本文:
短歌を作るための心構えのようなことから、修辞や技法に関すること、また歌会で他人の歌を読み込むことの意味などについても言及されていて、とても幅広い内容になっています。

 短歌を作る上で一番大事なのは、永田先生が何度も書かれていたように、「全部を書かないこと」なのだろうと思いました。これは、自分の心の動きを全部説明しようとせずに、読み手に投げてしまうこと、もっと専門的に言うと、結句に落ちを付けないこと、ということです。
心の動きを説明しようと形容詞に頼りすぎたり、自分の心が動いたりした時の情景をそのまま細かく歌の中で書こうとしない方が趣きが出るということは、実は初心者にわからないことなのです。

 この「書きすぎない」ということは日本の短歌に限らず、漢詩などにも言えることかもしれません。
 最近四字熟語を色々と調べる機会があったのですが、近頃咲き綻んでいる梅を指して「雪裏清香」という四字熟語があるのだそうです。

課題: 短歌についての本文のうち、「心の動きを説明しようと形容詞」から「四字熟語があるのだそうです。」までを、両端の語句も含めて一字も変えずに書き写せ。 この一覧は別の出典から取ったものである。

一覧:
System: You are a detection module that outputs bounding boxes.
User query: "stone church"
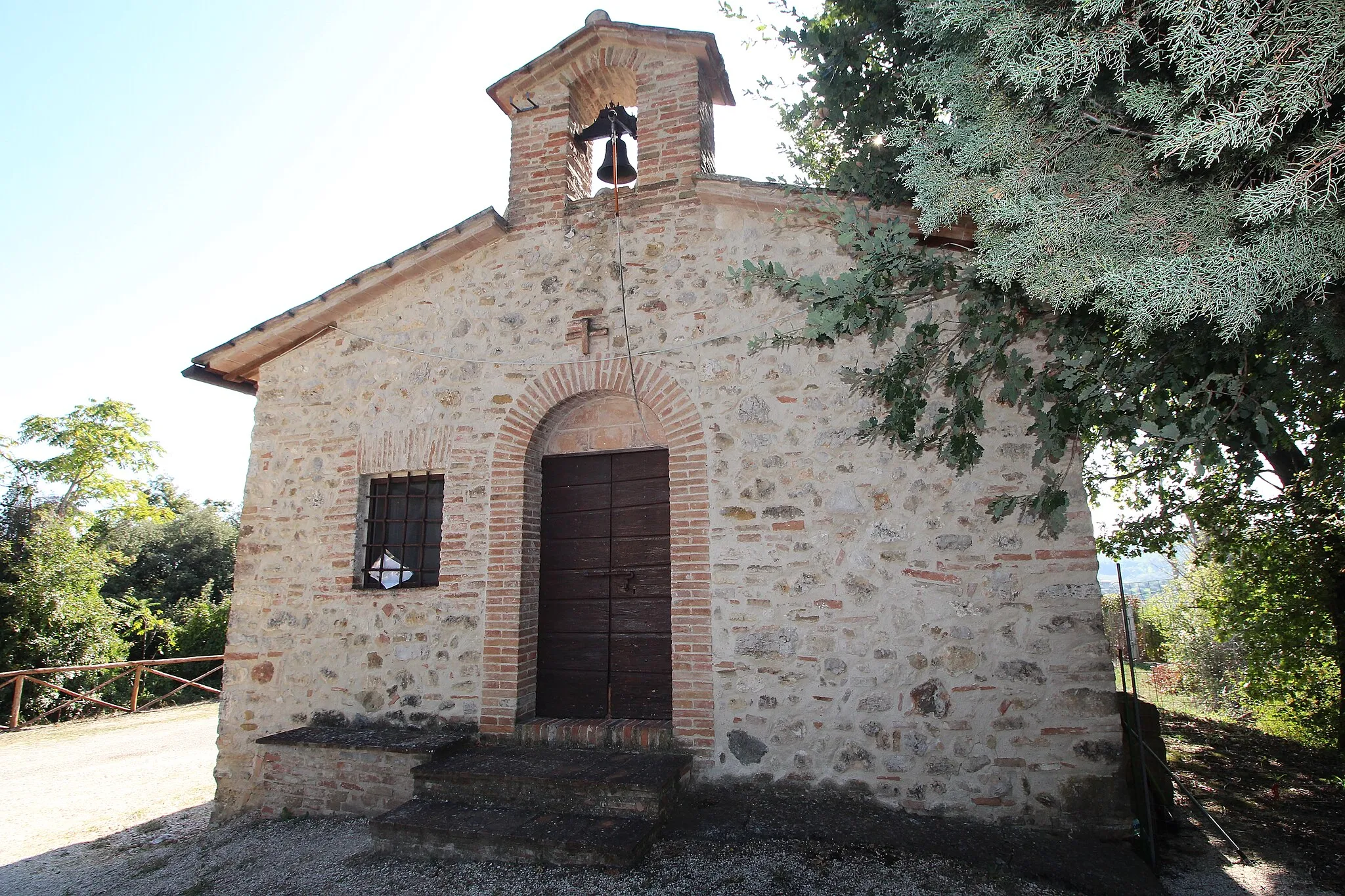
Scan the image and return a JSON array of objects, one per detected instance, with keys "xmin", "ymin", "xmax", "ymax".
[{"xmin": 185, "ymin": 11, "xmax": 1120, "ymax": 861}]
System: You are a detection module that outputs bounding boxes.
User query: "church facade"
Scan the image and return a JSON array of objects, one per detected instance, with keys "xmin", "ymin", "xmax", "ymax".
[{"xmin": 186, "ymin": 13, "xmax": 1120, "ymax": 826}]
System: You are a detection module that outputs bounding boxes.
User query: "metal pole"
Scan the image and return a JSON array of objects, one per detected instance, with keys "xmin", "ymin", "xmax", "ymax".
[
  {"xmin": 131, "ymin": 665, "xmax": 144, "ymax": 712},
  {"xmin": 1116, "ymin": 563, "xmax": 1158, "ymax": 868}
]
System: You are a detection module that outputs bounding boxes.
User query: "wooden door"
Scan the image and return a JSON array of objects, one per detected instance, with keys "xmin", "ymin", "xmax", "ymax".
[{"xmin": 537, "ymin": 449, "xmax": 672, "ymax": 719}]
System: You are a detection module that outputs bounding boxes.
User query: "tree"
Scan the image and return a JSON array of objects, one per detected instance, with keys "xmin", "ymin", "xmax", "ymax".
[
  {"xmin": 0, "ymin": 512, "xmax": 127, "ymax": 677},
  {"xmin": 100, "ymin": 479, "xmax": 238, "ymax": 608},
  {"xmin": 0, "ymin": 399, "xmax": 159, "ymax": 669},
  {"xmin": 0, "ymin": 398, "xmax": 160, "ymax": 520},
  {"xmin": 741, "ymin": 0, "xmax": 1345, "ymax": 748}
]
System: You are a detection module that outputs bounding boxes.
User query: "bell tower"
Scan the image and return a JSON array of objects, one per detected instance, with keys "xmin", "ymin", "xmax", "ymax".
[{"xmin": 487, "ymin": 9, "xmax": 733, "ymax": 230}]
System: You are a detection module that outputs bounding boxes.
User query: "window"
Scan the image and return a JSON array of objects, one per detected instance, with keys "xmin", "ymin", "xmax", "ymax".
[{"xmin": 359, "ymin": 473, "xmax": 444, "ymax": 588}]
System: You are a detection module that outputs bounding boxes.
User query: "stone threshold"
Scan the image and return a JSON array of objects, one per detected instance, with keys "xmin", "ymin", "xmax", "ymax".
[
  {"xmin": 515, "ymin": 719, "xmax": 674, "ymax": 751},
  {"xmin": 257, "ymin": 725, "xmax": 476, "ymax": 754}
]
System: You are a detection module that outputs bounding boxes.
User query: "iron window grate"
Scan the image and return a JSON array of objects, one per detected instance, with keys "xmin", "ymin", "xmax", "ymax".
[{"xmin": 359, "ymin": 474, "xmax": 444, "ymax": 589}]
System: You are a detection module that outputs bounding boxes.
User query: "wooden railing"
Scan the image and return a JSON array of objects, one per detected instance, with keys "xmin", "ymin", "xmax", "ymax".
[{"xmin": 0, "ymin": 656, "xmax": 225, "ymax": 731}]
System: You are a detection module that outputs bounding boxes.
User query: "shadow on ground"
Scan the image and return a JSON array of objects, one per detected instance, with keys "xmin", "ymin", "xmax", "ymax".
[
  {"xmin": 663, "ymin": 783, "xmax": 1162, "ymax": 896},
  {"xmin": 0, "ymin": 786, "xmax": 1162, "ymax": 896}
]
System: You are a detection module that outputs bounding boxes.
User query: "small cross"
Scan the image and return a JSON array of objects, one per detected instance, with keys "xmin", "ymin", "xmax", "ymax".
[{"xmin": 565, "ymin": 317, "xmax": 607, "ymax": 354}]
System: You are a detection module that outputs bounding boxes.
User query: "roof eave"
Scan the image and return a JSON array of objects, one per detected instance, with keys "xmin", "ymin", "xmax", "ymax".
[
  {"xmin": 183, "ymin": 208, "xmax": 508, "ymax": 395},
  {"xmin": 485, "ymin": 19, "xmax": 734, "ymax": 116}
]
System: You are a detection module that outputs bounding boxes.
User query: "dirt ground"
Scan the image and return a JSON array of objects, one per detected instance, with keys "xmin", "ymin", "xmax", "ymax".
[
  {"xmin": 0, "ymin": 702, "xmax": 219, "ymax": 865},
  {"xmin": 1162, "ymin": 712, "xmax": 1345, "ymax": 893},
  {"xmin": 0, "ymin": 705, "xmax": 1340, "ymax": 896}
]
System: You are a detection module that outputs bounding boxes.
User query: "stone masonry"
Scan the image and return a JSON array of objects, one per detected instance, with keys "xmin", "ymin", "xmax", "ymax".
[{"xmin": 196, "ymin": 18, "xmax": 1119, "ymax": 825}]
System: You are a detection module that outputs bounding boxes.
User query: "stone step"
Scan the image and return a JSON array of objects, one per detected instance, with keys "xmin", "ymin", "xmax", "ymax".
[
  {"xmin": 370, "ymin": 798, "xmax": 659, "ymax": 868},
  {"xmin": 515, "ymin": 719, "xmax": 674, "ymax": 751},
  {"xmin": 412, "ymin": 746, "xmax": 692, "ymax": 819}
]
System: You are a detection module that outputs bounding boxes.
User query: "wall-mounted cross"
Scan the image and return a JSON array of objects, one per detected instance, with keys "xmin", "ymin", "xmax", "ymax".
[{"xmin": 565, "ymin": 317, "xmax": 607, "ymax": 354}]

解答:
心の動きを説明しようと形容詞に頼りすぎたり、自分の心が動いたりした時の情景をそのまま細かく歌の中で書こうとしない方が趣きが出るということは、実は初心者にわからないことなのです。

 この「書きすぎない」ということは日本の短歌に限らず、漢詩などにも言えることかもしれません。
 最近四字熟語を色々と調べる機会があったのですが、近頃咲き綻んでいる梅を指して「雪裏清香」という四字熟語があるのだそうです。